→ Task data:
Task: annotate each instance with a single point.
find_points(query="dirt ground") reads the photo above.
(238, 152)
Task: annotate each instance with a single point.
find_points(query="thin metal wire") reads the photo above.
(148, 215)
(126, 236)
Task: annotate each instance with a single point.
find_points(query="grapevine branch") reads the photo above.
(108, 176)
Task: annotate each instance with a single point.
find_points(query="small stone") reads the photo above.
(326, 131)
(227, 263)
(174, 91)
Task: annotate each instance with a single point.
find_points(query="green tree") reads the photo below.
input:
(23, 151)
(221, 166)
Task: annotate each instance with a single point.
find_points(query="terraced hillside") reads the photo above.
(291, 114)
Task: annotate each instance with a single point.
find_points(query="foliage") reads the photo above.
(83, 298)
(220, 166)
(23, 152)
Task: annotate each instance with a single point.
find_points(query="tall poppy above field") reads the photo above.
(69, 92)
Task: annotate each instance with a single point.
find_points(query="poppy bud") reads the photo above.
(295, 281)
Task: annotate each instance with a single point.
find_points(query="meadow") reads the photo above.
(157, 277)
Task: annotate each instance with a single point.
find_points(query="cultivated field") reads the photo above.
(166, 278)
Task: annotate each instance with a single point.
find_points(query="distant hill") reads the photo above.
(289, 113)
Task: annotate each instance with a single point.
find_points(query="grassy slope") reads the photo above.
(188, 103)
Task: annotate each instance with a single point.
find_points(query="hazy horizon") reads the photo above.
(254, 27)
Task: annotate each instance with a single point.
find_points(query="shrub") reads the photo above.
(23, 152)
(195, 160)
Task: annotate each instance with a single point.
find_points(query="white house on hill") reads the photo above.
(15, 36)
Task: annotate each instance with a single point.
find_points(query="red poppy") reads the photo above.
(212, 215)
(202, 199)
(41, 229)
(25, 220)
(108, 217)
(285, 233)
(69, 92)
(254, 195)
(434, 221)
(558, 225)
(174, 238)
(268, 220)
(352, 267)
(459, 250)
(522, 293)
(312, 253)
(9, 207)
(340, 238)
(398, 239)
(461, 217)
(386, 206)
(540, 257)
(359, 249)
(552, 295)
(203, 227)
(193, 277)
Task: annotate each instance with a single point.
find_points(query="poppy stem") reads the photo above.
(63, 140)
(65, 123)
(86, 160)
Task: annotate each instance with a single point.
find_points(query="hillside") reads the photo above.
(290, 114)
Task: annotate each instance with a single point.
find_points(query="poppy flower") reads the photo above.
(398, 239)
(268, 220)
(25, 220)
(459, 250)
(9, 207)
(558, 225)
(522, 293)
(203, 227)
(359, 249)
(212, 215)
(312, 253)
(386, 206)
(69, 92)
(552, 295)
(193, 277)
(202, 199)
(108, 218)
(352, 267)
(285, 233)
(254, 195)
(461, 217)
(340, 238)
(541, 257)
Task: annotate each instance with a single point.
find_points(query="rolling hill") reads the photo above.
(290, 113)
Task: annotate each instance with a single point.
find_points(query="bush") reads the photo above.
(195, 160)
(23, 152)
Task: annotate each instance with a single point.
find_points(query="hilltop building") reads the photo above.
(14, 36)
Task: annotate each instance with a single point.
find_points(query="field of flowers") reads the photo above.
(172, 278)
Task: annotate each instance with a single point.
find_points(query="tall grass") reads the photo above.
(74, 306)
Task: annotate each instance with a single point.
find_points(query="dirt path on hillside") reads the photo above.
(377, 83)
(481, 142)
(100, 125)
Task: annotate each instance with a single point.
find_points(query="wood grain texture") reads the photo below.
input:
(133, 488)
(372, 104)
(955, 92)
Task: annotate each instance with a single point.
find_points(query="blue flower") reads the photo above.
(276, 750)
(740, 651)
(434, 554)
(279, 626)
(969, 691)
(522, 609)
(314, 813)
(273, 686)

→ What is being asked: Pull out every line in the rows above that contains the string "hillside", and copy each one unchanged.

→ The result:
find_points(query="terraced hillside") reads the photo above.
find_points(query="hillside") reads the photo above.
find_points(query="dirt path on hillside") reads the photo above.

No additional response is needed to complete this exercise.